Selection
------------------------------------
How many terms are in the expansion of \((a+b)^{9} ?\)

Short Answer

Expert verified
There are 10 terms in the expansion of \((a+b)^{9}\).

Step by step solution

01

Recall the binomial theorem

The binomial theorem states that for any natural number n, the expansion of \((a+b)^n\) can be written as a sum of terms, each of which has a "binomial coefficient" multiplied by a power of a and a power of b. In general, the binomial theorem can be written as: \((a+b)^n = \sum_{k=0}^{n} \binom{n}{k} a^{n-k} b^{k}\), where \(\binom{n}{k}\) denotes the binomial coefficient, which is defined as: \(\binom{n}{k} = \frac{n!}{k!(n-k)!}\), where n! denotes the factorial of n (i.e., the product of all positive integers up to and including n).
------------------------------------
Data lines
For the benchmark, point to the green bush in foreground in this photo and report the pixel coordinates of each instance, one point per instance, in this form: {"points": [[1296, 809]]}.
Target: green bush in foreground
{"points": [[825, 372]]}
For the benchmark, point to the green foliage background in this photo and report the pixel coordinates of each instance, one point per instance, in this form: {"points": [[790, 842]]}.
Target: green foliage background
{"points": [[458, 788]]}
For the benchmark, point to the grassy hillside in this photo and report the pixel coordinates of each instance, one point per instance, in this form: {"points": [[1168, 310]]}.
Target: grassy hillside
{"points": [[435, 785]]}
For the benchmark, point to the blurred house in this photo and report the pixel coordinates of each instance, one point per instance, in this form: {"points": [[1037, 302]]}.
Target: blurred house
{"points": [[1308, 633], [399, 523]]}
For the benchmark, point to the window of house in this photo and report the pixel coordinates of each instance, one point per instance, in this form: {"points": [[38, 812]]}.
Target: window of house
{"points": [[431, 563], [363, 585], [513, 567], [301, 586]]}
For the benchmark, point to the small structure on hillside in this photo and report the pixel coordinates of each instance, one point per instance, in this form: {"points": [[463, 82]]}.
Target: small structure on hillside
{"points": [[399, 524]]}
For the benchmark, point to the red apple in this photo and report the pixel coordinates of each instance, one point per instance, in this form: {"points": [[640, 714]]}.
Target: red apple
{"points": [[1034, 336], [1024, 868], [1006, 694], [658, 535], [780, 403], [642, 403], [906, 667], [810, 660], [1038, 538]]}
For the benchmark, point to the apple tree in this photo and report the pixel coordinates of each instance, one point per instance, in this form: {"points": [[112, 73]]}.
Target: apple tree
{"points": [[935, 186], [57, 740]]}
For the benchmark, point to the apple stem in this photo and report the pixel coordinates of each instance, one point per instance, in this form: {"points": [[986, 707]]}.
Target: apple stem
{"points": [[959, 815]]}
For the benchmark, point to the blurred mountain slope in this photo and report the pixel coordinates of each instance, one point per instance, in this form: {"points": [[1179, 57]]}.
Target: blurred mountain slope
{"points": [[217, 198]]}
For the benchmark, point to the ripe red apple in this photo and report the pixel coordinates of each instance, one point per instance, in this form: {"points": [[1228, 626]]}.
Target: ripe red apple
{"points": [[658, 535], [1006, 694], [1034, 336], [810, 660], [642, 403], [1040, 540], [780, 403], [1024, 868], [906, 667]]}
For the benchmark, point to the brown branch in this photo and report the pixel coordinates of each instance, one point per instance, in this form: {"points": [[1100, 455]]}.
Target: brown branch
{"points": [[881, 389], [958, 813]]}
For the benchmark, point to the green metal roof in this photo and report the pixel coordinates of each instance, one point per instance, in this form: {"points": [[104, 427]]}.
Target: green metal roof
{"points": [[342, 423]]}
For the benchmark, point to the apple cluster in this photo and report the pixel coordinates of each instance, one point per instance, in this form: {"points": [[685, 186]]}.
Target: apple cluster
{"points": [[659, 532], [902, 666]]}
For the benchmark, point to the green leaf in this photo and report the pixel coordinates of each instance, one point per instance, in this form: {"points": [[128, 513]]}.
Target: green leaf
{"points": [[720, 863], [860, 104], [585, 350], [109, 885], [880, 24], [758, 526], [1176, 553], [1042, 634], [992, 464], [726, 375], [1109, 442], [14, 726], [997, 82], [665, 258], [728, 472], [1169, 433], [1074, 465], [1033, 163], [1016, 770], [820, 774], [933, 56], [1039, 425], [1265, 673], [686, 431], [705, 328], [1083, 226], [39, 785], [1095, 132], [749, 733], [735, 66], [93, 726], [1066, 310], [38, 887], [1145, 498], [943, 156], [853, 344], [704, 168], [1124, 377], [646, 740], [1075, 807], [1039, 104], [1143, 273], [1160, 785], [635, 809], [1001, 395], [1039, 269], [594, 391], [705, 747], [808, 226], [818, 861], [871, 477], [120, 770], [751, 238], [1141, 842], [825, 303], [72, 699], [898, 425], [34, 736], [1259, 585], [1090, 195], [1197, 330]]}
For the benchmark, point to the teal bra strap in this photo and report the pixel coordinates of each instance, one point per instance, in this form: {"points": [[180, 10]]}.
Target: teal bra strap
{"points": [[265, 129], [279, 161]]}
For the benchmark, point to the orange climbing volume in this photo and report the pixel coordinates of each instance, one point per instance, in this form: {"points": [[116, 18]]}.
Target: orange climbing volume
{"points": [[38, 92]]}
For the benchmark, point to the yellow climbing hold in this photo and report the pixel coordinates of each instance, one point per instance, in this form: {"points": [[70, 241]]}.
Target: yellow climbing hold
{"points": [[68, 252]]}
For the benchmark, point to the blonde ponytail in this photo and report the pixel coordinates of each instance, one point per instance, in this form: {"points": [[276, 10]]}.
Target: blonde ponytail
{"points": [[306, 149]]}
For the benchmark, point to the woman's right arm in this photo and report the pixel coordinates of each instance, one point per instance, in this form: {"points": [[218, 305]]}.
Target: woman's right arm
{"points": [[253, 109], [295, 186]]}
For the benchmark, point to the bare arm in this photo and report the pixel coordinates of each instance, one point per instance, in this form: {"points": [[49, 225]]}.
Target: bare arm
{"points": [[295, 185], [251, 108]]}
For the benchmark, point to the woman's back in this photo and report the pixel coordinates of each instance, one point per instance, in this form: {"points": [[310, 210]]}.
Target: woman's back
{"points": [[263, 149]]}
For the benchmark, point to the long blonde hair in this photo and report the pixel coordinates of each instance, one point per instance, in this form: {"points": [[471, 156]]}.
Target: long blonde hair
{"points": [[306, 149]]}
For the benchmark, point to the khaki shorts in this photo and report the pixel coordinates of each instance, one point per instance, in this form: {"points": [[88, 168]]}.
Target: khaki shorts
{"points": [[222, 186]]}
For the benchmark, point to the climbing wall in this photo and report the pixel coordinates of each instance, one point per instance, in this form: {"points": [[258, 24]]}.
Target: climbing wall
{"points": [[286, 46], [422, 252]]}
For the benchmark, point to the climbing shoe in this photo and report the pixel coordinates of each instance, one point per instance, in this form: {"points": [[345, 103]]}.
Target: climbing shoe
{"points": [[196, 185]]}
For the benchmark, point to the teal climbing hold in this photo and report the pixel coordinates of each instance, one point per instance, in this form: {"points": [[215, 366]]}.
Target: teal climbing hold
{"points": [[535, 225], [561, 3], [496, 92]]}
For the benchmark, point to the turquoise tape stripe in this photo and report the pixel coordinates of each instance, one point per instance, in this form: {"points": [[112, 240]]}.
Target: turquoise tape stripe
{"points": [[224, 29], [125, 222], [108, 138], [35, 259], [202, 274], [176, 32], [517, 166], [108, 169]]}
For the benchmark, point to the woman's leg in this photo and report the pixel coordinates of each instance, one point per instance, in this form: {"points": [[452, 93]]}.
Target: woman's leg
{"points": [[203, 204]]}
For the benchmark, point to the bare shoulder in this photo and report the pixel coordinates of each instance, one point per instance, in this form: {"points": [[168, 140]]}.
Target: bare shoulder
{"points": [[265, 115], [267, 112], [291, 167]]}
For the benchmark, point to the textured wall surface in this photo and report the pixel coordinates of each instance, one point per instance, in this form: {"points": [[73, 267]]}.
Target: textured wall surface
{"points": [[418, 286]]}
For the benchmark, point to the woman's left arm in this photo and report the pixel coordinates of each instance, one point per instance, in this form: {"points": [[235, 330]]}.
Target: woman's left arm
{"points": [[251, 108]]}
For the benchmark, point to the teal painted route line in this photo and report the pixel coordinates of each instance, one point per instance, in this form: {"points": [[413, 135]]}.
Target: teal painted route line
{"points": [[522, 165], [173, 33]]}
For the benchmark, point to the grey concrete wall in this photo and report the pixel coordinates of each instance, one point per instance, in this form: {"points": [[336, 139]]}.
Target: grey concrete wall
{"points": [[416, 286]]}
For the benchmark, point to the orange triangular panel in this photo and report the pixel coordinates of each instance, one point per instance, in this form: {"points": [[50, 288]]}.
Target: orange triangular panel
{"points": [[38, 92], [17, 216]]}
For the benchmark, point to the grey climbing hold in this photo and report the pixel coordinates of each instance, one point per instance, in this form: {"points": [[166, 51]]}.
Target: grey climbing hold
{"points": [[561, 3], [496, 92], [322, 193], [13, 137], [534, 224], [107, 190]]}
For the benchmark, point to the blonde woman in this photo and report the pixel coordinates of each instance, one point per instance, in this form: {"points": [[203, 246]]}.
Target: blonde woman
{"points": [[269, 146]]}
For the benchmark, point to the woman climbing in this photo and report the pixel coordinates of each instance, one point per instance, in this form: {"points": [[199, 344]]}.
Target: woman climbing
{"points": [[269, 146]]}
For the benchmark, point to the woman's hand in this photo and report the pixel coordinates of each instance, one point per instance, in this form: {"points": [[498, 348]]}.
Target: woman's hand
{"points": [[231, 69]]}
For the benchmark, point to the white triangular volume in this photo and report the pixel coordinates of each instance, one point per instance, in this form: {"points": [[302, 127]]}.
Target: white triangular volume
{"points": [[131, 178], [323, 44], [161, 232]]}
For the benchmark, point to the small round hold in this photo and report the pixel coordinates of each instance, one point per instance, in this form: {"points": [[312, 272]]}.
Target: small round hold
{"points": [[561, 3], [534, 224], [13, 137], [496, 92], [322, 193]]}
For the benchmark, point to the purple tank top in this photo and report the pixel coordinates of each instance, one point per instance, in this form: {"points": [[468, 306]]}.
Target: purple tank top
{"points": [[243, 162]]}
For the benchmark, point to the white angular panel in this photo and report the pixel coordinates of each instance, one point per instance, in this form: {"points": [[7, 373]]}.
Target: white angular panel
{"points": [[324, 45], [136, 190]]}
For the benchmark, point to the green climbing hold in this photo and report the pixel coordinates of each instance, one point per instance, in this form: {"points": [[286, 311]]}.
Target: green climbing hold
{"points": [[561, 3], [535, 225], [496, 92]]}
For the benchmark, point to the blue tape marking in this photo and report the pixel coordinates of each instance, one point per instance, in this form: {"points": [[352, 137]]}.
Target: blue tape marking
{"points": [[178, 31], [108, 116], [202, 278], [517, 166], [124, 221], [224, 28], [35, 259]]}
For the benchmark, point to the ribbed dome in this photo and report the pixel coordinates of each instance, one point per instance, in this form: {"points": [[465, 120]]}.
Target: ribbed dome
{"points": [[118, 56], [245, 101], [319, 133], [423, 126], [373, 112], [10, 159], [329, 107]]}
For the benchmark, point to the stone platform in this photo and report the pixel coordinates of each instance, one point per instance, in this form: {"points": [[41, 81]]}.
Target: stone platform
------------------------------------
Task requirements
**1.** Count the lines in the rows that contain the string "wall", treating uppercase and lowercase as different, and reply with only that number.
**2.** Continue the binomial theorem solution from the point where it stops.

Results by task
**1.** 6

**2.**
02

Determine the number of terms using the binomial theorem

In our case, we have \(n = 9\), so the expansion of \((a+b)^9\) will have a sum of terms from \(k = 0\) to \(k = n\). This means that the expansion will have \(n + 1\) terms, because we start counting from \(k = 0\). So, the number of terms in the expansion of \((a+b)^9\) will be: \(9 + 1 = 10\).
03

Final answer

There are 10 terms in the expansion of \((a+b)^{9}\).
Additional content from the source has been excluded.